● **Selected extract**
-- begin --

Edna Lister

October 3, 1938

Buffalo, New York

Since Reason and Intuition are the latest products of evolution, perhaps the best way to understand what they are and how they work is to trace the outstanding steps by which they gradually developed. Let us start at the beginning with the energy of the spiritual ego striving to realize that function in the Cosmic Plan for which God called it into being, which is the driving force behind every soul. We will follow through to the present manifestation of Reason and Intuition in the human form.

All life-forms manifest the urge to fill in their individual blueprint as the struggle to survive and to be something. The desire for "significance" is the oldest of all the impulses with which the Creator endows the soul. The thought elements built into the desire body by experiences, which give additional energy to this most deep seated of all tendencies, are called "power elements." These power elements, in their expression, produce two primeval desires of opposite polarity, just as the ego evolves a positive and negative soul. In our physical universe, positive and negative charges of electricity, such as protons and electrons, are the building blocks of which all the elements of matter are composed.

Early experimental work in psychology has determined that the unconscious mind of man will give up life, or even sacrifice his offspring, rather than consider himself inferior. Nevertheless love of life and the impulse to perpetuate that life is so strongly built into the desire body as a part of itself, that is, as an essential portion of the thought elements of which it is composed, that is impossible to suppress their energy.

-- end --

● **Stored records**

-- begin --

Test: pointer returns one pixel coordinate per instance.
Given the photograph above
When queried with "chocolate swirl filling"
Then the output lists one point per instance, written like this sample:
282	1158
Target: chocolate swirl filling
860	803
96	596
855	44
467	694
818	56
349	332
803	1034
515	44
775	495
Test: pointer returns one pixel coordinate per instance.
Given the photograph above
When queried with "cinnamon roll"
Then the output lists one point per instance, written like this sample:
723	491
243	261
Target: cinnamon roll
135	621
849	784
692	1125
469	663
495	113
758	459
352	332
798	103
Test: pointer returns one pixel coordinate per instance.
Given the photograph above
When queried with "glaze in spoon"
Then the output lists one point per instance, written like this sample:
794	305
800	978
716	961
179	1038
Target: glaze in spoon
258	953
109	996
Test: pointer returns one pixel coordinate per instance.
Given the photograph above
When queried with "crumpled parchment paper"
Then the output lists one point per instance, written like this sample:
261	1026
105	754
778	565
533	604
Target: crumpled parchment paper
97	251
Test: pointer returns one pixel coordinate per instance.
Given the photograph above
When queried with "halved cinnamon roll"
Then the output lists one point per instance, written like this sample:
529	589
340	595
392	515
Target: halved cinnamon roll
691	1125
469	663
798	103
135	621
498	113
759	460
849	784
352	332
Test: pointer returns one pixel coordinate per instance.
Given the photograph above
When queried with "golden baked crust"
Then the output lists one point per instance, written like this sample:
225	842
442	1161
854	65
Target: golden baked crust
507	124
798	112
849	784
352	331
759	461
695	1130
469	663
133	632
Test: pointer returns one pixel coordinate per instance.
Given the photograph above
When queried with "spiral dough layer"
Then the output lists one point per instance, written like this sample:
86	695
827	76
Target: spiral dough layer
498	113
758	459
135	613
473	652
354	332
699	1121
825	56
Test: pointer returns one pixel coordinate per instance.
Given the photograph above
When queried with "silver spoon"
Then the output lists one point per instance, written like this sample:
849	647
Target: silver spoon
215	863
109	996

-- end --

● **Required tasks**
A: From the passage on Reason and Intuition, quote the words from "Since Reason and" to "the human form.".
B: Translate this sentence from the passage on Reason and Intuition into Spanish: "All life-forms manifest the urge to fill in their individual blueprint as the struggle to survive and to be something."

● **Results**
A:
Since Reason and Intuition are the latest products of evolution, perhaps the best way to understand what they are and how they work is to trace the outstanding steps by which they gradually developed. Let us start at the beginning with the energy of the spiritual ego striving to realize that function in the Cosmic Plan for which God called it into being, which is the driving force behind every soul. We will follow through to the present manifestation of Reason and Intuition in the human form.

B: Todas las formas de vida manifiestan el impulso de completar su plano individual como la lucha por sobrevivir y por ser algo.